Exercise details = Output the lines below as a JSON list of strings, one string per line, leaving out any blank lines.

BEGIN Data for the task

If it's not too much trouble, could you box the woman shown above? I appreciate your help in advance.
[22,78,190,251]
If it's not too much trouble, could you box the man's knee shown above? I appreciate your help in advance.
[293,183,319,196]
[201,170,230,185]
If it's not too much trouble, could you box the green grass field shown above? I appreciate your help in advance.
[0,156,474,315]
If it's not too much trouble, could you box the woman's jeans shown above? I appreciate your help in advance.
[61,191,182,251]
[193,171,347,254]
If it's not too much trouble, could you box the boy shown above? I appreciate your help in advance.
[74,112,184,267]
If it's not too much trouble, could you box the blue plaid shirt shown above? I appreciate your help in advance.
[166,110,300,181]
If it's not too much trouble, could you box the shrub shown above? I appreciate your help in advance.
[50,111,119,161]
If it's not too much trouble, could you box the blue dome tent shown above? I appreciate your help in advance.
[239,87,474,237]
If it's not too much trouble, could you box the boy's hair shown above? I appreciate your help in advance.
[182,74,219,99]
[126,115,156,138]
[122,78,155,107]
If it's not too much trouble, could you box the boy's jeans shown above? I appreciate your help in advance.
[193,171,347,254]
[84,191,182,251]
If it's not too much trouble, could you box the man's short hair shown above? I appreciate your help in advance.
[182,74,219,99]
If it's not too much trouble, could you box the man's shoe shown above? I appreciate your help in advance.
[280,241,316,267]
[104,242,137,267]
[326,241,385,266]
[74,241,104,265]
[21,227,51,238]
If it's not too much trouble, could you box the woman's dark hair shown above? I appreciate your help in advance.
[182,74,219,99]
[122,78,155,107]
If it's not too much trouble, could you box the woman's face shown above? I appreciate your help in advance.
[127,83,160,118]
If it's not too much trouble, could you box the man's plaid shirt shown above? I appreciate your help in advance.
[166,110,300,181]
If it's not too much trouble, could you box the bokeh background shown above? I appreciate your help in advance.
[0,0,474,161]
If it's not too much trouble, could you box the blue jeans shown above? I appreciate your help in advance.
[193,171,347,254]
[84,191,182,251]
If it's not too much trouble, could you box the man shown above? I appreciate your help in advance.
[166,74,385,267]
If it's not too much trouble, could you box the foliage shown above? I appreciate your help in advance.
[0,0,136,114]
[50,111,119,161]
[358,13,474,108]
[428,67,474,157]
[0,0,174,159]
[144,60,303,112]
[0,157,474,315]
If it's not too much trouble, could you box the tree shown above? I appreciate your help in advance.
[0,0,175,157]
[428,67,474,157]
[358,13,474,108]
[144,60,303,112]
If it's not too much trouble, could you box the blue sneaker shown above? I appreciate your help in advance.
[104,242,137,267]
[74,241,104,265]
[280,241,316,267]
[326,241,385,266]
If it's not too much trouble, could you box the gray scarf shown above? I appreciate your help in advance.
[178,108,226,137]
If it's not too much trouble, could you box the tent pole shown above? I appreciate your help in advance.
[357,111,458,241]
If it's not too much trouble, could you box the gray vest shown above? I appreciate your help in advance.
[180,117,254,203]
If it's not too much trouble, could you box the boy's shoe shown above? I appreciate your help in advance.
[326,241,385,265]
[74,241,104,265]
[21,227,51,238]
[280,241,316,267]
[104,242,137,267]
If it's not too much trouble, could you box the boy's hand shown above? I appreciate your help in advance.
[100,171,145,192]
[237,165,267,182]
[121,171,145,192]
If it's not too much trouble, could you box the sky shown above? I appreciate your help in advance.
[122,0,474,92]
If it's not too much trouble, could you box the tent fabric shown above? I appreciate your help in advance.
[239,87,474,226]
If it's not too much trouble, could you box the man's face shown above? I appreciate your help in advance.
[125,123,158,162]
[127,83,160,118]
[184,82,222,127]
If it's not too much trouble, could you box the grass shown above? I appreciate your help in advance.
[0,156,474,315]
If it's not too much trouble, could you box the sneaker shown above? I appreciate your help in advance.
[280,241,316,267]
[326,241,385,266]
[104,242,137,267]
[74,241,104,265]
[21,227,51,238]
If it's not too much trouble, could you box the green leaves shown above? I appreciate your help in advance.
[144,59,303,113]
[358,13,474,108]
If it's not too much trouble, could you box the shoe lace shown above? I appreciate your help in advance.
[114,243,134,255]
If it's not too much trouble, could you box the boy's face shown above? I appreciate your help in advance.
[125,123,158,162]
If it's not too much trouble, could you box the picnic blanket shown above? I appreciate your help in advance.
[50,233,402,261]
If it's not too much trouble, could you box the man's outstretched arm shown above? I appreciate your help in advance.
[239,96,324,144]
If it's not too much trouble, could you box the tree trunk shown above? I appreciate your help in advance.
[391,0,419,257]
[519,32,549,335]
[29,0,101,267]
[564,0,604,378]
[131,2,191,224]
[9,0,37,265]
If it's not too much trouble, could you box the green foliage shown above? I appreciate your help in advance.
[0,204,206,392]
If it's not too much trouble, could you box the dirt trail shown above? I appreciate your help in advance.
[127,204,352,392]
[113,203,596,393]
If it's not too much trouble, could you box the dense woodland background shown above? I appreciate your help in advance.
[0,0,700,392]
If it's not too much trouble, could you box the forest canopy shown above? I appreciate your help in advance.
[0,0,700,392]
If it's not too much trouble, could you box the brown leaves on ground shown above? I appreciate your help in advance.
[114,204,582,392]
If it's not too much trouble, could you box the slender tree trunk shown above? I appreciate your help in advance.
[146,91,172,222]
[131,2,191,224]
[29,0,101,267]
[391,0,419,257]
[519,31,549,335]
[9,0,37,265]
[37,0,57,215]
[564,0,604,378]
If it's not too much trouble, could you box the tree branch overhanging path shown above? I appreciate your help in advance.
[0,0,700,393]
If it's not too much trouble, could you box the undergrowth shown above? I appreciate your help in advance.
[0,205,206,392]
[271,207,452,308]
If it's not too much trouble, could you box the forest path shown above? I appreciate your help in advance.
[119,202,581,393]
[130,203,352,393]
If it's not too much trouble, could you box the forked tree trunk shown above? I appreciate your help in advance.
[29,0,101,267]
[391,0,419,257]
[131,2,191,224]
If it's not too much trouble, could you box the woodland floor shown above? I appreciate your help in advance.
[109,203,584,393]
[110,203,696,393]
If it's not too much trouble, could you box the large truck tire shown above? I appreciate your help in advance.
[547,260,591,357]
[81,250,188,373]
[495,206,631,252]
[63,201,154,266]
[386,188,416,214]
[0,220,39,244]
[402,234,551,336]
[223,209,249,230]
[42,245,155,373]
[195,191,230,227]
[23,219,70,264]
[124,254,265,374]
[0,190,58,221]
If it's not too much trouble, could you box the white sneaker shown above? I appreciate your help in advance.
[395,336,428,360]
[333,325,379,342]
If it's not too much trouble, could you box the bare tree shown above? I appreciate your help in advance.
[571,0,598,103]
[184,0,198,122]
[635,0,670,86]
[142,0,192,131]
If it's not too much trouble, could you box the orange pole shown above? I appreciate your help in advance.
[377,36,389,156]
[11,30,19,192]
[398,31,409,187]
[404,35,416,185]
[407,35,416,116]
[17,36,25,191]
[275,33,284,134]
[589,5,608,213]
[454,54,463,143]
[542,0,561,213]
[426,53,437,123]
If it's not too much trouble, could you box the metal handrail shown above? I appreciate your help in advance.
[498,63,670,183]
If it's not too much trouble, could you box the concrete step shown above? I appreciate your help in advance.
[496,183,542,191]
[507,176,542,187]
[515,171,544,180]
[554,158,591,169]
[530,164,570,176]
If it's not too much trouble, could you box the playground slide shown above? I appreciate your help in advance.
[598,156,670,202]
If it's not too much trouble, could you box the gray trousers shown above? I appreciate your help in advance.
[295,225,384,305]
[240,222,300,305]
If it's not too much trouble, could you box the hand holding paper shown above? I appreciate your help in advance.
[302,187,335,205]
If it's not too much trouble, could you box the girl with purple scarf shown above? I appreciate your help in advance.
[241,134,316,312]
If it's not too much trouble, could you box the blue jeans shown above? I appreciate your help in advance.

END Data for the task

Answer to this problem =
[
  "If it's not too much trouble, could you box the woman shown above? I appreciate your help in advance.",
  "[22,78,190,251]",
  "If it's not too much trouble, could you box the man's knee shown above? I appreciate your help in advance.",
  "[293,183,319,196]",
  "[201,170,230,185]",
  "If it's not too much trouble, could you box the green grass field shown above? I appreciate your help in advance.",
  "[0,156,474,315]",
  "If it's not too much trouble, could you box the woman's jeans shown above? I appreciate your help in advance.",
  "[61,191,182,251]",
  "[193,171,347,254]",
  "If it's not too much trouble, could you box the boy shown above? I appreciate your help in advance.",
  "[74,112,184,267]",
  "If it's not too much trouble, could you box the blue plaid shirt shown above? I appreciate your help in advance.",
  "[166,110,300,181]",
  "If it's not too much trouble, could you box the shrub shown above? I appreciate your help in advance.",
  "[50,111,119,161]",
  "If it's not too much trouble, could you box the blue dome tent shown above? I appreciate your help in advance.",
  "[239,87,474,237]",
  "If it's not too much trouble, could you box the boy's hair shown above? I appreciate your help in advance.",
  "[182,74,219,99]",
  "[126,115,156,138]",
  "[122,78,155,107]",
  "If it's not too much trouble, could you box the boy's jeans shown above? I appreciate your help in advance.",
  "[193,171,347,254]",
  "[84,191,182,251]",
  "If it's not too much trouble, could you box the man's short hair shown above? I appreciate your help in advance.",
  "[182,74,219,99]",
  "If it's not too much trouble, could you box the man's shoe shown above? I appreciate your help in advance.",
  "[280,241,316,267]",
  "[104,242,137,267]",
  "[326,241,385,266]",
  "[74,241,104,265]",
  "[21,227,51,238]",
  "If it's not too much trouble, could you box the woman's dark hair shown above? I appreciate your help in advance.",
  "[182,74,219,99]",
  "[122,78,155,107]",
  "If it's not too much trouble, could you box the woman's face shown above? I appreciate your help in advance.",
  "[127,83,160,118]",
  "If it's not too much trouble, could you box the man's plaid shirt shown above? I appreciate your help in advance.",
  "[166,110,300,181]",
  "If it's not too much trouble, could you box the bokeh background shown above? I appreciate your help in advance.",
  "[0,0,474,161]",
  "If it's not too much trouble, could you box the blue jeans shown above? I appreciate your help in advance.",
  "[193,171,347,254]",
  "[84,191,182,251]",
  "If it's not too much trouble, could you box the man shown above? I appreciate your help in advance.",
  "[166,74,385,267]",
  "If it's not too much trouble, could you box the foliage shown above? I appreciate your help in advance.",
  "[0,0,136,114]",
  "[50,111,119,161]",
  "[358,13,474,108]",
  "[428,67,474,157]",
  "[0,0,174,159]",
  "[144,60,303,112]",
  "[0,157,474,315]",
  "If it's not too much trouble, could you box the tree shown above? I appreciate your help in advance.",
  "[0,0,175,157]",
  "[428,67,474,157]",
  "[358,13,474,108]",
  "[144,60,303,112]",
  "If it's not too much trouble, could you box the blue sneaker shown above? I appreciate your help in advance.",
  "[104,242,137,267]",
  "[74,241,104,265]",
  "[280,241,316,267]",
  "[326,241,385,266]",
  "If it's not too much trouble, could you box the gray scarf shown above? I appreciate your help in advance.",
  "[178,108,226,137]",
  "If it's not too much trouble, could you box the tent pole shown above? I appreciate your help in advance.",
  "[357,111,458,241]",
  "If it's not too much trouble, could you box the gray vest shown above? I appreciate your help in advance.",
  "[180,117,254,203]",
  "If it's not too much trouble, could you box the boy's shoe shown above? I appreciate your help in advance.",
  "[326,241,385,265]",
  "[74,241,104,265]",
  "[21,227,51,238]",
  "[280,241,316,267]",
  "[104,242,137,267]",
  "If it's not too much trouble, could you box the boy's hand shown above? I appreciate your help in advance.",
  "[100,171,145,192]",
  "[237,165,267,182]",
  "[121,171,145,192]",
  "If it's not too much trouble, could you box the sky shown above? I appreciate your help in advance.",
  "[122,0,474,92]",
  "If it's not too much trouble, could you box the tent fabric shown above? I appreciate your help in advance.",
  "[239,87,474,226]",
  "If it's not too much trouble, could you box the man's face shown above? I appreciate your help in advance.",
  "[125,123,158,162]",
  "[127,83,160,118]",
  "[184,82,222,127]",
  "If it's not too much trouble, could you box the grass shown above? I appreciate your help in advance.",
  "[0,156,474,315]",
  "If it's not too much trouble, could you box the sneaker shown above? I appreciate your help in advance.",
  "[280,241,316,267]",
  "[326,241,385,266]",
  "[104,242,137,267]",
  "[74,241,104,265]",
  "[21,227,51,238]",
  "If it's not too much trouble, could you box the green leaves shown above? I appreciate your help in advance.",
  "[144,59,303,113]",
  "[358,13,474,108]",
  "If it's not too much trouble, could you box the shoe lace shown above? I appreciate your help in advance.",
  "[114,243,134,255]",
  "If it's not too much trouble, could you box the boy's face shown above? I appreciate your help in advance.",
  "[125,123,158,162]",
  "If it's not too much trouble, could you box the picnic blanket shown above? I appreciate your help in advance.",
  "[50,233,402,261]",
  "If it's not too much trouble, could you box the man's outstretched arm shown above? I appreciate your help in advance.",
  "[239,96,324,144]",
  "If it's not too much trouble, could you box the tree trunk shown above? I appreciate your help in advance.",
  "[391,0,419,257]",
  "[519,32,549,335]",
  "[29,0,101,267]",
  "[564,0,604,378]",
  "[131,2,191,224]",
  "[9,0,37,265]",
  "If it's not too much trouble, could you box the green foliage shown above? I appreciate your help in advance.",
  "[0,204,206,392]",
  "If it's not too much trouble, could you box the dirt trail shown above? I appreciate your help in advance.",
  "[127,204,352,392]",
  "[113,203,596,393]",
  "If it's not too much trouble, could you box the dense woodland background shown above? I appreciate your help in advance.",
  "[0,0,700,392]",
  "If it's not too much trouble, could you box the forest canopy shown above? I appreciate your help in advance.",
  "[0,0,700,392]",
  "If it's not too much trouble, could you box the brown leaves on ground shown above? I appreciate your help in advance.",
  "[114,204,582,392]",
  "If it's not too much trouble, could you box the slender tree trunk shown above? I appreciate your help in advance.",
  "[146,91,172,222]",
  "[131,2,191,224]",
  "[29,0,101,267]",
  "[391,0,419,257]",
  "[519,31,549,335]",
  "[9,0,37,265]",
  "[37,0,57,215]",
  "[564,0,604,378]",
  "If it's not too much trouble, could you box the tree branch overhanging path shown above? I appreciate your help in advance.",
  "[0,0,700,393]",
  "If it's not too much trouble, could you box the undergrowth shown above? I appreciate your help in advance.",
  "[0,205,206,392]",
  "[271,207,452,308]",
  "If it's not too much trouble, could you box the forest path shown above? I appreciate your help in advance.",
  "[119,202,581,393]",
  "[130,203,352,393]",
  "If it's not too much trouble, could you box the forked tree trunk shown above? I appreciate your help in advance.",
  "[29,0,101,267]",
  "[391,0,419,257]",
  "[131,2,191,224]",
  "If it's not too much trouble, could you box the woodland floor shown above? I appreciate your help in advance.",
  "[109,203,584,393]",
  "[110,203,696,393]",
  "If it's not too much trouble, could you box the large truck tire shown above? I appreciate your help in advance.",
  "[547,260,591,357]",
  "[81,250,188,373]",
  "[495,206,631,252]",
  "[63,201,154,266]",
  "[386,188,416,214]",
  "[0,220,39,244]",
  "[402,234,551,336]",
  "[223,209,249,230]",
  "[42,245,155,373]",
  "[195,191,230,227]",
  "[23,219,70,264]",
  "[124,254,265,374]",
  "[0,190,58,221]",
  "If it's not too much trouble, could you box the white sneaker shown above? I appreciate your help in advance.",
  "[395,336,428,360]",
  "[333,325,379,342]",
  "If it's not too much trouble, could you box the bare tree shown above? I appreciate your help in advance.",
  "[571,0,598,103]",
  "[184,0,198,122]",
  "[635,0,670,86]",
  "[142,0,192,131]",
  "If it's not too much trouble, could you box the orange pole shown above? I appreciate your help in advance.",
  "[377,36,389,156]",
  "[11,30,19,192]",
  "[398,31,409,187]",
  "[404,35,416,185]",
  "[407,35,416,116]",
  "[17,36,25,191]",
  "[275,33,284,134]",
  "[589,5,608,213]",
  "[454,54,463,143]",
  "[542,0,561,213]",
  "[426,53,437,123]",
  "If it's not too much trouble, could you box the metal handrail shown above? I appreciate your help in advance.",
  "[498,63,670,183]",
  "If it's not too much trouble, could you box the concrete step shown above? I appreciate your help in advance.",
  "[496,183,542,191]",
  "[507,176,542,187]",
  "[515,171,544,180]",
  "[554,158,591,169]",
  "[530,164,570,176]",
  "If it's not too much trouble, could you box the playground slide shown above? I appreciate your help in advance.",
  "[598,156,670,202]",
  "If it's not too much trouble, could you box the gray trousers shown above? I appreciate your help in advance.",
  "[295,225,384,305]",
  "[240,222,300,305]",
  "If it's not too much trouble, could you box the hand holding paper shown above? I appreciate your help in advance.",
  "[302,187,335,205]",
  "If it's not too much trouble, could you box the girl with purple scarf shown above? I appreciate your help in advance.",
  "[241,134,316,312]",
  "If it's not too much trouble, could you box the blue jeans shown above? I appreciate your help in advance."
]